[GIVEN PROBLEM]
Each entry below should be written out exactly as it is, with no pictures.

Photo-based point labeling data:
================

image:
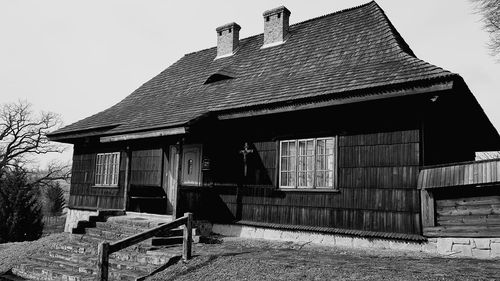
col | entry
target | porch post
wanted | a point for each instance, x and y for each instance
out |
(126, 183)
(179, 178)
(427, 206)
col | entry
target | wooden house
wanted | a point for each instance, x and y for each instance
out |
(321, 125)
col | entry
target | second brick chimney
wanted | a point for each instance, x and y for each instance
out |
(276, 26)
(228, 39)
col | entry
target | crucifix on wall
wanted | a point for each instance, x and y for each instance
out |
(245, 151)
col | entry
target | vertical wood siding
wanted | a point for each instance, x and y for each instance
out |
(83, 194)
(146, 167)
(377, 180)
(467, 211)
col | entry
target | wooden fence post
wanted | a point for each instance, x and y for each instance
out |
(187, 237)
(102, 261)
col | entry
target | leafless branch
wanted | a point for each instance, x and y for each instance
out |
(24, 133)
(490, 13)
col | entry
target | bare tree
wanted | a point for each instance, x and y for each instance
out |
(23, 134)
(490, 12)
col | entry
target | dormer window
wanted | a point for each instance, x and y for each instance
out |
(219, 76)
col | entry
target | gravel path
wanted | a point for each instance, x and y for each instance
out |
(239, 259)
(13, 253)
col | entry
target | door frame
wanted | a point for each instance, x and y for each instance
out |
(181, 162)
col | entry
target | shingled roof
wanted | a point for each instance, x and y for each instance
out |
(354, 49)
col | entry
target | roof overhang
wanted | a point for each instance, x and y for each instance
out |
(335, 100)
(144, 135)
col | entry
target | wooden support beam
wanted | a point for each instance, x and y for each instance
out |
(143, 135)
(428, 210)
(187, 238)
(179, 177)
(103, 261)
(126, 181)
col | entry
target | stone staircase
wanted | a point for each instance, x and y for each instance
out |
(77, 259)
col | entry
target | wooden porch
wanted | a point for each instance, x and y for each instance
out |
(461, 200)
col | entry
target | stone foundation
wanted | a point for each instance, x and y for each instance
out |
(73, 216)
(460, 247)
(482, 248)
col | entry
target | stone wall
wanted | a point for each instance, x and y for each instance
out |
(459, 247)
(468, 247)
(74, 216)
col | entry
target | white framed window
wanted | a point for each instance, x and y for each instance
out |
(308, 163)
(107, 169)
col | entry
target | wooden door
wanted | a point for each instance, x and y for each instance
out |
(191, 165)
(171, 176)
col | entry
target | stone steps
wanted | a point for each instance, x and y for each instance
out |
(77, 259)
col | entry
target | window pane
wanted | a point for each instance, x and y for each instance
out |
(309, 166)
(291, 179)
(292, 149)
(284, 164)
(284, 148)
(284, 179)
(329, 179)
(310, 147)
(320, 179)
(302, 148)
(329, 162)
(329, 146)
(320, 147)
(309, 179)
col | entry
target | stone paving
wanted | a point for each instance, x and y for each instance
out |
(253, 259)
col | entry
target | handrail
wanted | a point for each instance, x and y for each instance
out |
(105, 248)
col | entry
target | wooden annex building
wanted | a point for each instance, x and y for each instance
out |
(324, 125)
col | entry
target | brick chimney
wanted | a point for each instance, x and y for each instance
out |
(228, 39)
(275, 26)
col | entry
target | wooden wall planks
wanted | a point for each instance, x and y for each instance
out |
(377, 179)
(83, 193)
(466, 212)
(146, 170)
(460, 174)
(146, 167)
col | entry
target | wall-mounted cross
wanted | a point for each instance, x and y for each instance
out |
(245, 151)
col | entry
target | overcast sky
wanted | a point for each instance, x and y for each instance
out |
(77, 58)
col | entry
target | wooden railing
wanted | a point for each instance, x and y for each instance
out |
(105, 248)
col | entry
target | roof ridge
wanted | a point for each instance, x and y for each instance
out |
(399, 39)
(298, 23)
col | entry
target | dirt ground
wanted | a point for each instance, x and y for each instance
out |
(246, 259)
(240, 259)
(13, 253)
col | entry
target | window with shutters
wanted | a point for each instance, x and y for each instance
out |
(107, 169)
(308, 163)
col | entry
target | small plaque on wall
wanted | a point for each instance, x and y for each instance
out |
(205, 164)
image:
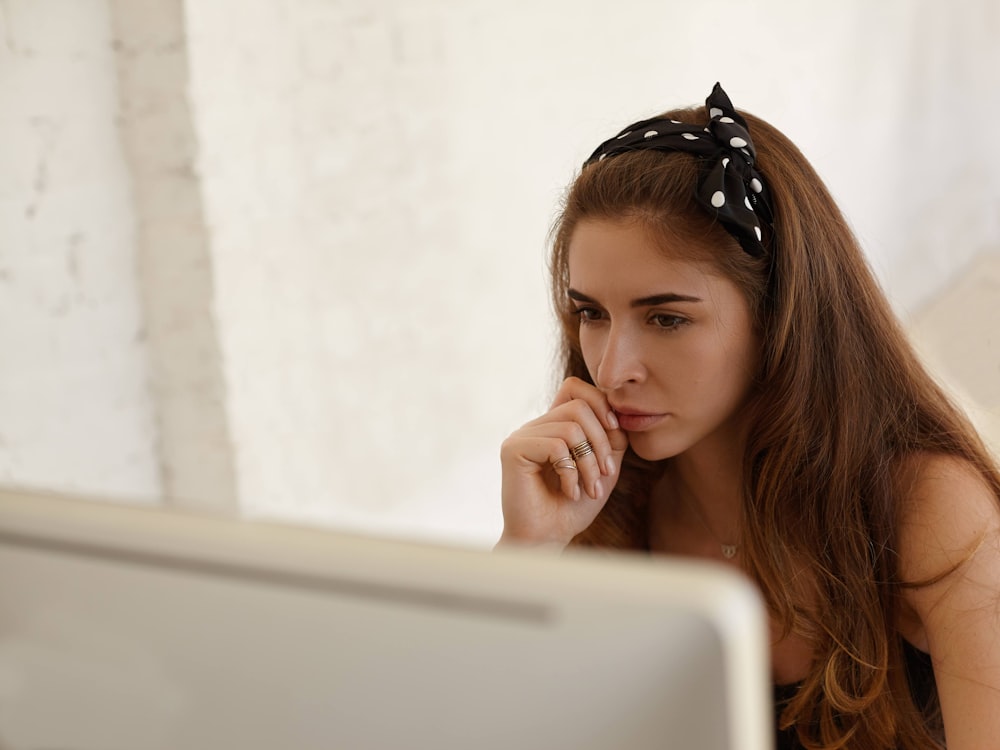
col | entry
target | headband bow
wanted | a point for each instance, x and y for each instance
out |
(731, 188)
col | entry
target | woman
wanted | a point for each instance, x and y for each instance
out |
(737, 388)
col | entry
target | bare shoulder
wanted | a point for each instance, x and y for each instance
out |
(947, 514)
(949, 548)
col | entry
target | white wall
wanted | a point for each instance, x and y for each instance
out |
(367, 189)
(75, 412)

================

[RIGHT ANSWER]
image:
col | entry
target | porch post
wanted | a point for each instance, x and y for each instance
out |
(126, 183)
(179, 178)
(427, 206)
col | entry
target | wooden house
wanted | a point for each instance, x and y for each instance
out |
(321, 125)
col | entry
target | second brick chimney
wanted | a point for each instance, x and y for each instance
out |
(276, 26)
(228, 39)
col | entry
target | crucifix on wall
wanted | a point for each instance, x and y for each instance
out |
(245, 151)
col | entry
target | vertical wood siding
wanted | a point for each instance, x and y for each instance
out |
(83, 194)
(146, 167)
(377, 180)
(467, 211)
col | entry
target | wooden fence post
wanted | a point for each instance, x and y for each instance
out |
(187, 237)
(102, 261)
col | entry
target | leafless branch
wanted | a point for each instance, x and y for each instance
out |
(24, 133)
(490, 13)
col | entry
target | bare tree
wanted | a point for each instance, x and y for each instance
out |
(23, 134)
(490, 12)
col | entry
target | dormer window
wanted | a point for each instance, x and y for each instance
out |
(219, 76)
col | entry
target | gravel path
wanted | a point for each instance, x and y for each instance
out |
(239, 259)
(13, 253)
col | entry
target | door frame
wanted | a point for each instance, x and y for each instance
out |
(181, 162)
col | entry
target | shingled roof
wanted | a point for each instance, x and y for each instance
out |
(354, 49)
col | entry
target | roof overhang
wanted | a point for each instance, x and y for each instance
out |
(335, 100)
(144, 135)
col | entry
target | wooden support beam
wanted | a point for each instance, x and y for each instance
out |
(143, 135)
(428, 210)
(187, 238)
(179, 177)
(103, 261)
(126, 181)
col | entry
target | stone staircase
wanted | a point for each instance, x and y for each instance
out |
(77, 259)
col | entry
target | wooden porch
wanted | a point for each instance, x and y for each instance
out |
(461, 200)
col | entry
target | stone foundation
wanted | a point for each instance, x and y for each instance
out |
(73, 216)
(460, 247)
(482, 248)
col | entry
target | stone wall
wanted | a point for each instance, x and y for each instance
out |
(459, 247)
(468, 247)
(74, 216)
col | entry
target | white framed window
wanted | a point for each instance, x and y for each instance
out |
(308, 163)
(107, 169)
col | entry
target | wooden door
wanted | a point for each instance, x and y for each instance
out |
(191, 165)
(171, 176)
col | entry
target | stone steps
wanted | a point for each instance, x and y for each instance
out |
(77, 259)
col | entry
target | window pane
wanted | a point for each instance, x and y for each instance
out |
(309, 166)
(291, 179)
(292, 149)
(284, 164)
(284, 148)
(284, 179)
(329, 179)
(310, 147)
(320, 179)
(302, 148)
(329, 162)
(329, 146)
(320, 147)
(309, 179)
col | entry
target | stone paving
wanted | a point for each instance, x and y for each instance
out |
(253, 259)
col | entry
target | handrail
wanted | a point for each instance, x and y for each instance
out |
(105, 248)
col | entry
target | wooden annex building
wanted | a point for each instance, x and y for each instance
out |
(324, 125)
col | entry
target | brick chimney
wanted | a point for each instance, x and y for each instance
out |
(228, 39)
(275, 26)
col | entry
target | wooden wall planks
wanted | a point for each instance, x and y for each instance
out |
(377, 179)
(83, 193)
(466, 212)
(146, 170)
(460, 174)
(146, 167)
col | entry
target | wall-mounted cross
wanted | a point for each instance, x and y for each instance
out |
(245, 151)
col | entry
target | overcast sky
wanted | a point for each instance, x and y for each instance
out |
(77, 58)
col | entry
target | wooden railing
wanted | a point for each instance, x and y for each instance
out |
(105, 248)
col | entry
target | roof ridge
wanted | a point for each instance, x and y for each instance
out |
(399, 39)
(298, 23)
col | entry
target | dirt ground
wanted | a point for each instance, x and y for each instance
out |
(246, 259)
(240, 259)
(13, 253)
col | entry
target | window with shutters
wanted | a point for each instance, x and y for each instance
out |
(107, 169)
(308, 163)
col | entry
target | small plaque on wall
wanted | a point for each instance, x and y for each instance
out |
(205, 164)
image:
col | entry
target | headband bow
wanted | a point for each instance, x and y for each instance
out |
(731, 188)
col | entry
target | woman
wanted | a point for each instance, x and y for each instance
out |
(737, 388)
col | entry
target | bare shoulder
wanted | a point for each instance, x and y for each instance
out |
(947, 514)
(949, 548)
col | entry
target | white wall
wanted | a point for each instance, x and y for each instance
out |
(367, 189)
(75, 412)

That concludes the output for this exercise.